Beginning with the first line below, retype exactly each line through the one containing "positive clicks: (358, 394) (353, 384)". Leave out all pictures.

■ **Data records**
[Start of Attachment]

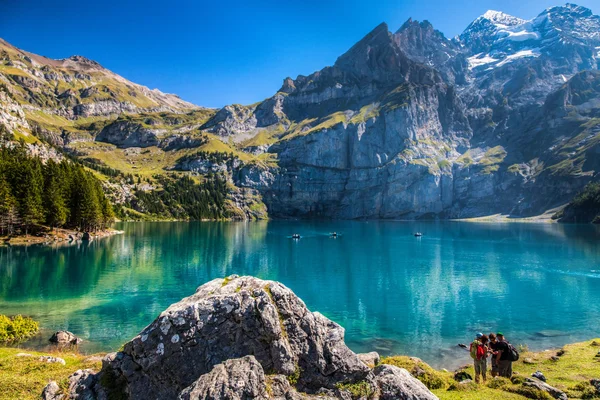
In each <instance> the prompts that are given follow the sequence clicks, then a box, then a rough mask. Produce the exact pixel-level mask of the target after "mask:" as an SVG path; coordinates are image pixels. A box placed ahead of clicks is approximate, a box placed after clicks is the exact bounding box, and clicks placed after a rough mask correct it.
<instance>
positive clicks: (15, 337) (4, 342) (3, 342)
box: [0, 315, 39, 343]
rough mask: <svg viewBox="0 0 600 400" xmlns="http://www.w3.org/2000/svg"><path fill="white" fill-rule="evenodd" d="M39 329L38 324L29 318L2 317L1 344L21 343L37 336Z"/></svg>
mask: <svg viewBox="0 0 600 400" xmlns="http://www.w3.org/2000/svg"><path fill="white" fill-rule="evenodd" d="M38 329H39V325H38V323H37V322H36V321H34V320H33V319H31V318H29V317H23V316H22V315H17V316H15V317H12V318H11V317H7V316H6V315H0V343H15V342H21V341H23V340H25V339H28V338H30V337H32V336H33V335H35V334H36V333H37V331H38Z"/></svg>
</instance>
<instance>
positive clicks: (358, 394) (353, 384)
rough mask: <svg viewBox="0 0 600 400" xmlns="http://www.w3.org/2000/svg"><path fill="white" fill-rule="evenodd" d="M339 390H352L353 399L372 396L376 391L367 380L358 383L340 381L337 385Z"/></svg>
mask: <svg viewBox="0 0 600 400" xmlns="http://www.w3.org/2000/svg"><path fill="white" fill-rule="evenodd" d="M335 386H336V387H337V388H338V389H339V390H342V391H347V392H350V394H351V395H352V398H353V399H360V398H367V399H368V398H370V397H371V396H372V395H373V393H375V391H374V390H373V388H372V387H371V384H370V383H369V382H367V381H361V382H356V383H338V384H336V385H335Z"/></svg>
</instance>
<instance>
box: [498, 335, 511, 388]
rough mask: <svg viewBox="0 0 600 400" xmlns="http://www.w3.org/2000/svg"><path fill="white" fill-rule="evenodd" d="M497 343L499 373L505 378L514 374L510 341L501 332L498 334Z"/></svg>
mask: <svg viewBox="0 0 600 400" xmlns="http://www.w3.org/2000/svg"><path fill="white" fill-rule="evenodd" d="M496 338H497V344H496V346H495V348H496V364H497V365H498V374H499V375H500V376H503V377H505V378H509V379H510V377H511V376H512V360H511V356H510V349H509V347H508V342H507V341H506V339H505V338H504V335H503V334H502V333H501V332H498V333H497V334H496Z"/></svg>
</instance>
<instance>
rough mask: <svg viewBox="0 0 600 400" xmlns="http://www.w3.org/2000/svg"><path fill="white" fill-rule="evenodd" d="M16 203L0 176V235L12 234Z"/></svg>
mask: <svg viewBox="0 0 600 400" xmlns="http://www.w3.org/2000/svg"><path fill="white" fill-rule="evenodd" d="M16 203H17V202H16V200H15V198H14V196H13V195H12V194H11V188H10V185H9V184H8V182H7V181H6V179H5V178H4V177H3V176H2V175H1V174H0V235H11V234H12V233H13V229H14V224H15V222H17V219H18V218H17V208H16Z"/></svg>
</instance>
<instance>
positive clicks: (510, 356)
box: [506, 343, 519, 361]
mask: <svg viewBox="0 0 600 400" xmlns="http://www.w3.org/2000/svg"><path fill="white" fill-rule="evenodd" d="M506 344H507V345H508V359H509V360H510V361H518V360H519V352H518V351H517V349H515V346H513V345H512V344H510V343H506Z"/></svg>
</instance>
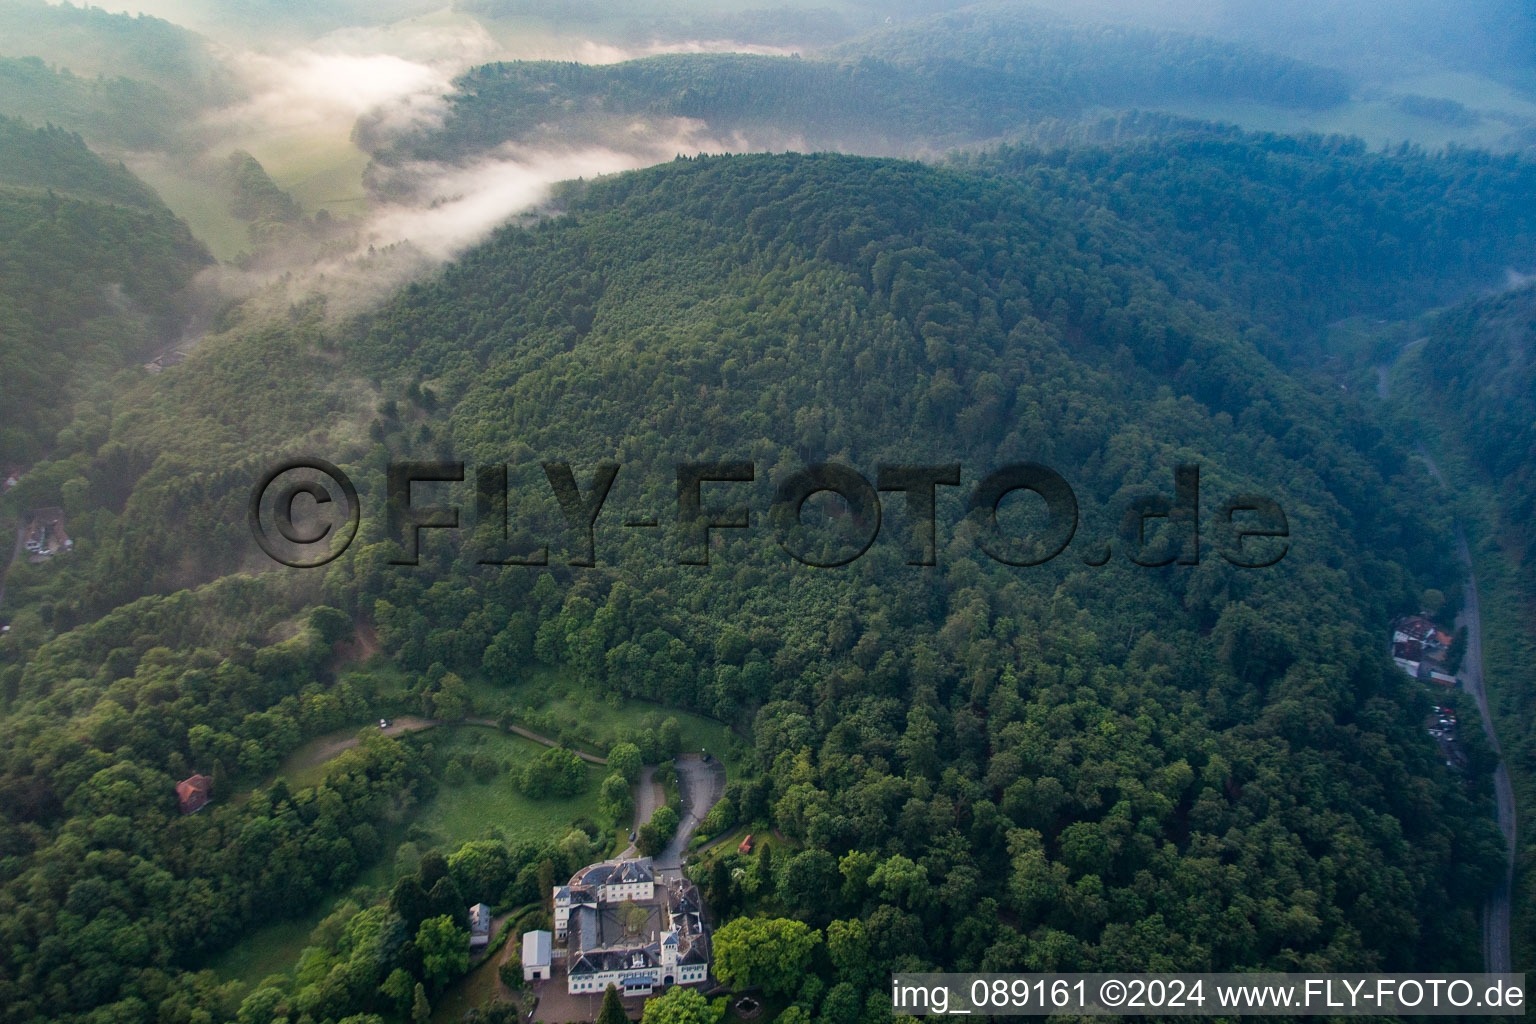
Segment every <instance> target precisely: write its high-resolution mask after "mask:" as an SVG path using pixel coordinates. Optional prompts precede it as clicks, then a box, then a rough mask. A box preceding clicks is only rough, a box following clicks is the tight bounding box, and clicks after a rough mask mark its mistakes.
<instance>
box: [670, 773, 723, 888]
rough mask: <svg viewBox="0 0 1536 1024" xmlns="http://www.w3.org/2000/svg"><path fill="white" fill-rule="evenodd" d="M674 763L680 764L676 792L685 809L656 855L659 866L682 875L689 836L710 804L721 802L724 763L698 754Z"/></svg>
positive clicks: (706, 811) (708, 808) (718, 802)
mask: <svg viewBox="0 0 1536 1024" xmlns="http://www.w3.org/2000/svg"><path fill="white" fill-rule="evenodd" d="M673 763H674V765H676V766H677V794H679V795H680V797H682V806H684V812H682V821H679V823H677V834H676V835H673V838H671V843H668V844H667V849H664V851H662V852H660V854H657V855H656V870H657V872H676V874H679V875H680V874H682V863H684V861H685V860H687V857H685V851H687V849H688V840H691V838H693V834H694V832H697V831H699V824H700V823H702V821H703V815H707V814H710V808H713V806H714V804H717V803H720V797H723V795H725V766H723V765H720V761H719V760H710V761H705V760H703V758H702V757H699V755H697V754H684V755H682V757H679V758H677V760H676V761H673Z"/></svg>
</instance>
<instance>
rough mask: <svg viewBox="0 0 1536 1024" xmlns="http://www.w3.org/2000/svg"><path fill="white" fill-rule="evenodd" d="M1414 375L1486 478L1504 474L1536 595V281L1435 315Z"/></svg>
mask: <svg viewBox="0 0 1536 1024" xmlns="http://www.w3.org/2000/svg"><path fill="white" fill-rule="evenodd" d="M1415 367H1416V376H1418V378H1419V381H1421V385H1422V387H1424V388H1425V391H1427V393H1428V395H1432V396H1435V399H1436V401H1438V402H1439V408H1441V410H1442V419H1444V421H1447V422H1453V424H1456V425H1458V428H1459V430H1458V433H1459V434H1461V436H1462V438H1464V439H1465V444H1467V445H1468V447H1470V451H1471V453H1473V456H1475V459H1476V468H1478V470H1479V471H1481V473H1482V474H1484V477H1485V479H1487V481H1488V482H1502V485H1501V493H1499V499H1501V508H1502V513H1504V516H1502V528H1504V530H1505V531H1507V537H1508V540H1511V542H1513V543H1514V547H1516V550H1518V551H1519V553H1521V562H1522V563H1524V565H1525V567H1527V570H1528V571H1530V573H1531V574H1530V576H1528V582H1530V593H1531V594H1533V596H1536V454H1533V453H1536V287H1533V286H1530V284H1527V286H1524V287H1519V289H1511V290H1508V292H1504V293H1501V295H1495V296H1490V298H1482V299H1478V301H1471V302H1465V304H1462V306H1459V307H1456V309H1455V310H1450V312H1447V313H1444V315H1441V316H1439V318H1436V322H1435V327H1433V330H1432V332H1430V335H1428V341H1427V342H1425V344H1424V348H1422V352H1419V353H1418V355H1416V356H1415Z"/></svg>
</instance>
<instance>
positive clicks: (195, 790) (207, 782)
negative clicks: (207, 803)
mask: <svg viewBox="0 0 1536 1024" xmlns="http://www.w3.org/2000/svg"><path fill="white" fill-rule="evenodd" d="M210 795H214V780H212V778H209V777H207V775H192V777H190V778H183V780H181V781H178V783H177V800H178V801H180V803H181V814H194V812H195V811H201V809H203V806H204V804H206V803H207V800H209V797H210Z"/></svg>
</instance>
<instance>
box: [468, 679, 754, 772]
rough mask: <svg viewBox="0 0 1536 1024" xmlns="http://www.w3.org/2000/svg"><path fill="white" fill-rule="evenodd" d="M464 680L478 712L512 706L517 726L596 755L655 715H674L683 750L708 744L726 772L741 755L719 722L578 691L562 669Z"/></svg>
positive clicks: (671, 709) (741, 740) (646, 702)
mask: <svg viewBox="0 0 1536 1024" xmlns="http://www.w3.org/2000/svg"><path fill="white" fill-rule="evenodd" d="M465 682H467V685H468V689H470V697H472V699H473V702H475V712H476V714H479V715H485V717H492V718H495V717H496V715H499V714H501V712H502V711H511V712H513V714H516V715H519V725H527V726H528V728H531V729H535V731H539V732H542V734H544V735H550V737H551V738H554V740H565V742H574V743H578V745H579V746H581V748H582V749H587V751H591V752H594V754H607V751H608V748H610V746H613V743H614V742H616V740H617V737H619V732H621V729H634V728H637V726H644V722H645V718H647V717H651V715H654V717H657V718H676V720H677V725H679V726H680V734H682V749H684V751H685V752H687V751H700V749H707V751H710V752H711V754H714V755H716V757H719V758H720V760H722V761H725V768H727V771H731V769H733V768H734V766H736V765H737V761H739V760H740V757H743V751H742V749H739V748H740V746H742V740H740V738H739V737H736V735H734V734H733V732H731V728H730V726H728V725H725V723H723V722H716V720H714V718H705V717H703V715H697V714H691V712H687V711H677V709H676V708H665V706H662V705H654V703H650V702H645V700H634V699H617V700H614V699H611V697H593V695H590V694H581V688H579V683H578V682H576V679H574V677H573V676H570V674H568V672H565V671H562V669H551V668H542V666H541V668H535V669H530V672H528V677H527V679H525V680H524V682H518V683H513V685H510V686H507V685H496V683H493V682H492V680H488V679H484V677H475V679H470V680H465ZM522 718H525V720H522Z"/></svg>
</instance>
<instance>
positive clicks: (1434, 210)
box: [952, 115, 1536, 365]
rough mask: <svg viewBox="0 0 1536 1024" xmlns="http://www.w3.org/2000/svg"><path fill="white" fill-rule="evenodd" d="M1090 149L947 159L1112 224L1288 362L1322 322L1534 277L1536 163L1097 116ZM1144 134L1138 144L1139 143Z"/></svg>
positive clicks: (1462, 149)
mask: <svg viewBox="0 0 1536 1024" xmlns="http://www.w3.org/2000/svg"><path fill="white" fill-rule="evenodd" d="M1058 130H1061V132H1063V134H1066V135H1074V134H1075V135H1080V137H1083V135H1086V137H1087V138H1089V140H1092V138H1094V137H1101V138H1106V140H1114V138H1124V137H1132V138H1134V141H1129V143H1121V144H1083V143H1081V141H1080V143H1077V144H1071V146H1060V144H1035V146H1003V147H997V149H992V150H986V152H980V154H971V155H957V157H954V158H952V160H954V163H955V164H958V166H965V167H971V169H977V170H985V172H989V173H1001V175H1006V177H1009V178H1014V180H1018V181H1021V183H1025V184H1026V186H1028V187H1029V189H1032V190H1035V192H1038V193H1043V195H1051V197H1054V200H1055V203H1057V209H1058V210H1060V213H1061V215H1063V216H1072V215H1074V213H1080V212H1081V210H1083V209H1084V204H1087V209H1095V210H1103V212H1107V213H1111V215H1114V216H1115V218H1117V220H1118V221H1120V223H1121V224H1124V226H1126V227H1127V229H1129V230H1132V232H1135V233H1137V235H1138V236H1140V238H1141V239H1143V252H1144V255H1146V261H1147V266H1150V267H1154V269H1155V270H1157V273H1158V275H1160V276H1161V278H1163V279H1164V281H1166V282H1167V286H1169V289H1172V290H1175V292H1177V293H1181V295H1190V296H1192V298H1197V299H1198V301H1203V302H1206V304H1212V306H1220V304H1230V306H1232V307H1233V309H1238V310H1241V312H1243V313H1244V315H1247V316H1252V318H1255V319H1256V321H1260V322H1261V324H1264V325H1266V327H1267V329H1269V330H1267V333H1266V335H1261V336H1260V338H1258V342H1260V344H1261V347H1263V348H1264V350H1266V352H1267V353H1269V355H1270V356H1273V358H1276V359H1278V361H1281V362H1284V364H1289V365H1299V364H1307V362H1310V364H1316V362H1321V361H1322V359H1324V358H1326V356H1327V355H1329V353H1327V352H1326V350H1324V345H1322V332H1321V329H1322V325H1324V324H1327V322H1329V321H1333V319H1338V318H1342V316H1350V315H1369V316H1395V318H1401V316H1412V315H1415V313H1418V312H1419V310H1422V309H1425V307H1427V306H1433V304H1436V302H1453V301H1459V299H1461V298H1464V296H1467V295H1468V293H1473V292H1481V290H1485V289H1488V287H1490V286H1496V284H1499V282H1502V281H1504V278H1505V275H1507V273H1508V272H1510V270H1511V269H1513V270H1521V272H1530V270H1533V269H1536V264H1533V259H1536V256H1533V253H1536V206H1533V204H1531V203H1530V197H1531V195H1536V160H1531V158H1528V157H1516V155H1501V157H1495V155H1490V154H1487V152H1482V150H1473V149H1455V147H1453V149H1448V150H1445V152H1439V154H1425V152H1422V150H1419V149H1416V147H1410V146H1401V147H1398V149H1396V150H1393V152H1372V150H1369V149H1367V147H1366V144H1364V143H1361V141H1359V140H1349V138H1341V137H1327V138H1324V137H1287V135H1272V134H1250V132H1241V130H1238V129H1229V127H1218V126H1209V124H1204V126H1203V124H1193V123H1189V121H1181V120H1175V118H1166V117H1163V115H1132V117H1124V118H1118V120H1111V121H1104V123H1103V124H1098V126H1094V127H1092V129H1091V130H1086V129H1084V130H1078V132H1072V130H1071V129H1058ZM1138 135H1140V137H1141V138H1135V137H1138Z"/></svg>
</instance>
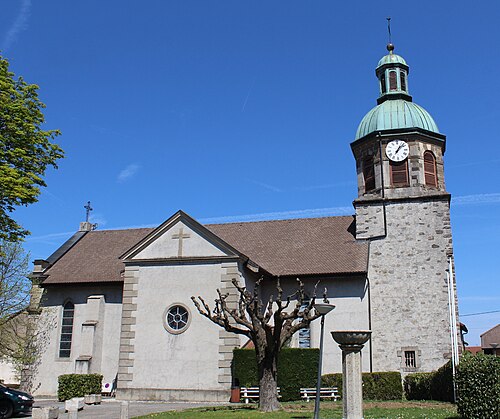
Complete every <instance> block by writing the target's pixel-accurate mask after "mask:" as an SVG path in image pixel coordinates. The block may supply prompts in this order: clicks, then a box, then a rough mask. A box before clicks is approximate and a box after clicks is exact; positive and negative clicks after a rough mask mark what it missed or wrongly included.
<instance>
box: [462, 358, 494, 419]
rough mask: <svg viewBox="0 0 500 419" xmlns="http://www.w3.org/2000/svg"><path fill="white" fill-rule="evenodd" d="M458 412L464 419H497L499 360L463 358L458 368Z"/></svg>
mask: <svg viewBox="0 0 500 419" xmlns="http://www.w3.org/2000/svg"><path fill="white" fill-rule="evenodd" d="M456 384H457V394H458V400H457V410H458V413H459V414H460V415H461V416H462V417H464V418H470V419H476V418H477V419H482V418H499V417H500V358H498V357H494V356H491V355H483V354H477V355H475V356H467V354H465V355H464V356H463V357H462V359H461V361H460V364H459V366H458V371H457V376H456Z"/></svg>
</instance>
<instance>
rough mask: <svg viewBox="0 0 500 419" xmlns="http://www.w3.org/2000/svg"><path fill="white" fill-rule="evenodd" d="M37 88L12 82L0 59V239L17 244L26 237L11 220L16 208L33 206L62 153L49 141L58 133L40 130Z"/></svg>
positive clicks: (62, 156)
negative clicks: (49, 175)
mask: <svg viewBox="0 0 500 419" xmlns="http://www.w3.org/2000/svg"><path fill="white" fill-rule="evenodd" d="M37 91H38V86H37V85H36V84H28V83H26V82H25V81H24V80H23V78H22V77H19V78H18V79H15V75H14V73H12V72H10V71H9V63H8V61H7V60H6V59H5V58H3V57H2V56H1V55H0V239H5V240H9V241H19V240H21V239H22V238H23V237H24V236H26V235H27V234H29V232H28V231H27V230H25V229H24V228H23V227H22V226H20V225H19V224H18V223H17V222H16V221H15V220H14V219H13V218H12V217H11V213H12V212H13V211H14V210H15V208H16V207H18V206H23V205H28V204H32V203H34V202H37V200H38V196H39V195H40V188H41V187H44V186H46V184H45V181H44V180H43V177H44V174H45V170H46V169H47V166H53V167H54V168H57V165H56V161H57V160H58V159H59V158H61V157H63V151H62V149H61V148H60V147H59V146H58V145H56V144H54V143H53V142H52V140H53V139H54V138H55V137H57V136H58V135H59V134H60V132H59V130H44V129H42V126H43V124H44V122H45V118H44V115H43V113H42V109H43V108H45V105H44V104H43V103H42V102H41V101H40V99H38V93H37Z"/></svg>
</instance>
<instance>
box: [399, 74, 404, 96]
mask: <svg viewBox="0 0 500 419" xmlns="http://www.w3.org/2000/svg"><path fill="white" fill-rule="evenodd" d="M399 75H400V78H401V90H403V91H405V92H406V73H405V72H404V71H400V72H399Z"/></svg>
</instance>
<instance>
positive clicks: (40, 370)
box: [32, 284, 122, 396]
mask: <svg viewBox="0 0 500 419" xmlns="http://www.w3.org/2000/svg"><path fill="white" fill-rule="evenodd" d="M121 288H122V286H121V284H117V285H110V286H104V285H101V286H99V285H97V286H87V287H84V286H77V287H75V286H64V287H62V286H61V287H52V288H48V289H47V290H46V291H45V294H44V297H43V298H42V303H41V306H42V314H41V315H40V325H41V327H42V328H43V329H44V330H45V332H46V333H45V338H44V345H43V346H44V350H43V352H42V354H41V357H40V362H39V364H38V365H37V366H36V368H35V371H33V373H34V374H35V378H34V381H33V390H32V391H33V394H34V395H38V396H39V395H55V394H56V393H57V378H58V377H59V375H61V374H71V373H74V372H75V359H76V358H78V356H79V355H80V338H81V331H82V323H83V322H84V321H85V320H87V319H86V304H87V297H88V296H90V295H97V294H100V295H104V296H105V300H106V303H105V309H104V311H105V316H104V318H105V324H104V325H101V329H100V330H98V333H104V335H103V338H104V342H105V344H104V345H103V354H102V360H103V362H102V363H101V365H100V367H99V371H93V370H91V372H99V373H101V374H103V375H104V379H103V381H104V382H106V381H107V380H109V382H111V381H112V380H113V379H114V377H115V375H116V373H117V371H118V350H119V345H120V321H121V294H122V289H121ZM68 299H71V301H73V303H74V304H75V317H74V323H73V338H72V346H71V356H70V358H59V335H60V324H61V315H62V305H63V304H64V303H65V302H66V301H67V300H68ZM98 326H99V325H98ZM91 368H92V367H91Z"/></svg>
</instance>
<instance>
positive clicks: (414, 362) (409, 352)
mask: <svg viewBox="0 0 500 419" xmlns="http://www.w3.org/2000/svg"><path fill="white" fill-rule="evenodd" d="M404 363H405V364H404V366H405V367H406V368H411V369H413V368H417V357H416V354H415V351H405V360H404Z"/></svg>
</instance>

[End of Attachment]

■ **Response for this exercise**
In each <instance> the prompts that are given follow the sequence clicks, then a box, then a rough mask. Produce the exact pixel-level mask of the target after "mask:" as an SVG path; coordinates are image pixels. A box placed ahead of clicks is approximate, a box placed after clicks is the exact bounding box, and clicks placed after a rough mask correct it.
<instance>
positive clicks: (15, 337) (4, 342) (3, 342)
box: [0, 315, 39, 343]
rough mask: <svg viewBox="0 0 600 400" xmlns="http://www.w3.org/2000/svg"><path fill="white" fill-rule="evenodd" d="M39 329L38 324L29 318L2 317L1 344L21 343L37 336Z"/></svg>
mask: <svg viewBox="0 0 600 400" xmlns="http://www.w3.org/2000/svg"><path fill="white" fill-rule="evenodd" d="M38 329H39V325H38V323H37V322H36V321H34V320H33V319H31V318H29V317H23V316H22V315H17V316H15V317H12V318H11V317H7V316H6V315H0V343H15V342H21V341H23V340H25V339H28V338H30V337H32V336H33V335H35V334H36V333H37V331H38Z"/></svg>
</instance>
<instance>
positive clicks: (358, 394) (353, 384)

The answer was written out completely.